= Assignment =
Print, word for word, the opening line of the data below and every line after it through the line that contains "Locate the parking", but not the pictures.

= Task inputs =
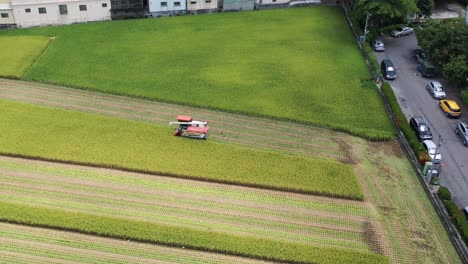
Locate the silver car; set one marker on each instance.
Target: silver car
(435, 89)
(402, 31)
(462, 131)
(431, 149)
(378, 45)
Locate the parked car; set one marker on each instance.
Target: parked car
(450, 108)
(465, 212)
(435, 89)
(419, 55)
(420, 127)
(402, 31)
(388, 70)
(431, 149)
(378, 45)
(462, 131)
(426, 68)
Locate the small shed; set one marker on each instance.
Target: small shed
(238, 5)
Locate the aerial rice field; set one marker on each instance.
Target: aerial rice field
(282, 63)
(56, 134)
(18, 53)
(215, 217)
(23, 244)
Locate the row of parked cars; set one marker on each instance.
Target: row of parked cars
(435, 89)
(424, 134)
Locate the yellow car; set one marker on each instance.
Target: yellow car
(450, 108)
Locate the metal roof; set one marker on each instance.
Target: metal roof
(6, 6)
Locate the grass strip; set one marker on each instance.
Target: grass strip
(90, 139)
(18, 53)
(180, 237)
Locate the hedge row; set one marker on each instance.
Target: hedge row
(373, 60)
(464, 95)
(175, 236)
(458, 218)
(401, 121)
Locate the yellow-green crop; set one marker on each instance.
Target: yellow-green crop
(58, 134)
(17, 53)
(299, 64)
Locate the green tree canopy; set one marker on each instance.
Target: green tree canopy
(444, 40)
(447, 43)
(425, 7)
(385, 12)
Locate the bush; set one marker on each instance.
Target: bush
(457, 217)
(372, 59)
(423, 157)
(400, 119)
(444, 193)
(464, 95)
(388, 29)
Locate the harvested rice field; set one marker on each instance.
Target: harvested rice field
(24, 244)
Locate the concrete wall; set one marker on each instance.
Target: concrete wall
(27, 14)
(272, 2)
(6, 13)
(193, 5)
(238, 5)
(171, 6)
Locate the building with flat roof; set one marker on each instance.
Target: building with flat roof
(30, 13)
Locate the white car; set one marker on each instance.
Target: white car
(378, 45)
(402, 31)
(431, 148)
(435, 89)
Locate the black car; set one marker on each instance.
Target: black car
(388, 70)
(421, 128)
(419, 55)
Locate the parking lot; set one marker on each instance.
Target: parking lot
(414, 99)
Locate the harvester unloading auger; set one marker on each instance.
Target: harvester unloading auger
(190, 128)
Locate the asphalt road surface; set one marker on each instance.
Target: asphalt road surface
(414, 99)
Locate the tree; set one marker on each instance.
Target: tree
(444, 40)
(456, 70)
(385, 12)
(425, 7)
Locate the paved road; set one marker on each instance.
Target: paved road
(414, 99)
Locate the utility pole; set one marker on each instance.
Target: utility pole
(365, 27)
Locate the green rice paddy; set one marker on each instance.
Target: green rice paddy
(298, 64)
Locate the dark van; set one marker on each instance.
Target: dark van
(388, 70)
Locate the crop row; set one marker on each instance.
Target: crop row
(290, 75)
(22, 244)
(20, 52)
(56, 134)
(414, 232)
(239, 129)
(203, 206)
(181, 237)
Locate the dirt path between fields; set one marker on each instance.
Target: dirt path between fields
(233, 128)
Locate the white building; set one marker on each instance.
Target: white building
(167, 7)
(195, 6)
(6, 14)
(29, 13)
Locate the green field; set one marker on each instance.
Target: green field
(89, 138)
(300, 64)
(18, 53)
(19, 244)
(213, 217)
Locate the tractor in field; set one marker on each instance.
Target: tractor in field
(190, 128)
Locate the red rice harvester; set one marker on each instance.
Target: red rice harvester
(190, 128)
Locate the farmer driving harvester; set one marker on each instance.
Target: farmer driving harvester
(190, 128)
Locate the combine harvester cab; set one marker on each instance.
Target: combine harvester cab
(190, 128)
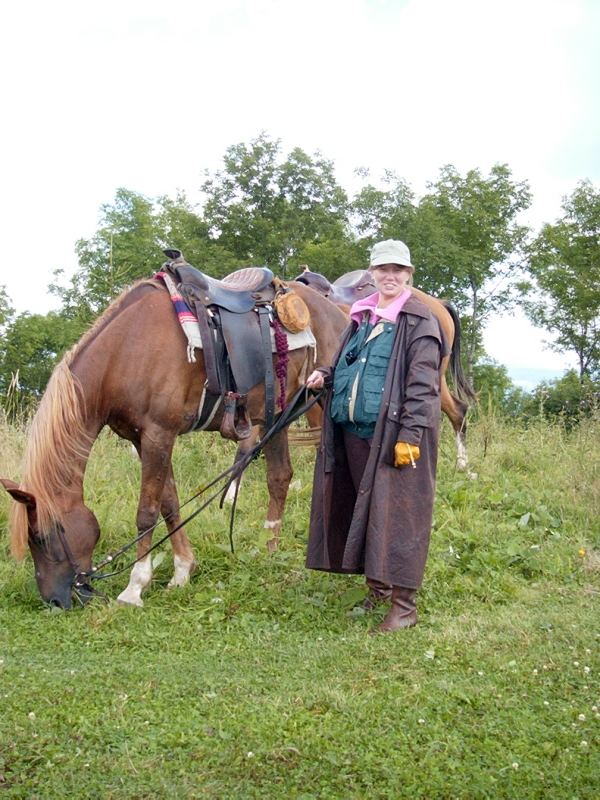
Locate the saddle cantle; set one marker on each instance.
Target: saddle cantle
(234, 319)
(345, 290)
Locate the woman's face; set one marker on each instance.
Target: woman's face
(390, 280)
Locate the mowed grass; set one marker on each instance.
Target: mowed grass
(259, 679)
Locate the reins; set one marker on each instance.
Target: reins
(298, 405)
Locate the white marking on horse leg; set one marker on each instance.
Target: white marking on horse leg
(462, 460)
(275, 526)
(461, 452)
(182, 572)
(230, 494)
(141, 575)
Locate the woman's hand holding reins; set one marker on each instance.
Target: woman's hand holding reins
(315, 380)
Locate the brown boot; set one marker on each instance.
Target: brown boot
(378, 593)
(403, 612)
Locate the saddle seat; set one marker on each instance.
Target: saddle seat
(238, 292)
(345, 290)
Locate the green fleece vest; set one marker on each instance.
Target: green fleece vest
(359, 377)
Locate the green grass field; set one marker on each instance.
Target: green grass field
(259, 680)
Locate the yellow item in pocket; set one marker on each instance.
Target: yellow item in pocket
(405, 453)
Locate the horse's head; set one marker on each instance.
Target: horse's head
(61, 550)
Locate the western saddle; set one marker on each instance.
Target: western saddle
(234, 316)
(345, 290)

= Task answer =
Locate the silver car; set one marker on each instance.
Target: silver car
(435, 89)
(402, 31)
(462, 131)
(431, 149)
(378, 45)
Locate the parked car; set one marker on each instance.
Target: parked car
(450, 108)
(465, 212)
(435, 89)
(419, 55)
(420, 127)
(402, 31)
(388, 70)
(431, 149)
(378, 45)
(462, 131)
(426, 68)
Locate the small shed; set one marker on each instance.
Target: small shed
(238, 5)
Locate the aerial rice field; set one marker on each instance.
Target: aerial rice field
(282, 63)
(56, 134)
(18, 53)
(215, 217)
(23, 244)
Locate the row of parked cars; set one marker on each instance.
Target: row of parked cars
(435, 89)
(424, 134)
Locate the yellow car; set one marker on each instance.
Target: yellow car
(450, 108)
Locate the metal roof; set one marker on each instance.
Target: metal roof
(6, 6)
Locate the grass strip; set one marker on each instance.
Target: grass strip
(90, 139)
(18, 53)
(180, 237)
Locate the hedge row; set one marker on each instance.
Target: hedge row
(373, 60)
(464, 95)
(175, 236)
(458, 218)
(401, 121)
Locate the yellow-green crop; set one marker on each instance.
Target: yellow-green crop
(58, 134)
(17, 53)
(299, 64)
Locate the green tree canopy; set one marker on each instance.
Target: green tree canopy
(444, 40)
(447, 43)
(425, 7)
(385, 12)
Locate the bush; set one marker on each instance.
Target: bush
(457, 217)
(372, 59)
(423, 157)
(400, 119)
(444, 193)
(464, 95)
(388, 29)
Locate the harvested rice field; set one marker on each instance.
Target: harvested rice field
(24, 244)
Locate the concrete wall; set one marker on each instance.
Target: concrete wall
(27, 14)
(272, 2)
(6, 13)
(193, 5)
(238, 5)
(171, 6)
Locate the building with flat roof; set one marker on each instance.
Target: building with flat roof
(30, 13)
Locate the white car; set one marker on each instance.
Target: white car
(378, 45)
(402, 31)
(431, 148)
(435, 89)
Locate the black car; set one marker on each instance.
Target: black car
(388, 70)
(421, 128)
(419, 55)
Locate the parking lot; set one marker on each instance.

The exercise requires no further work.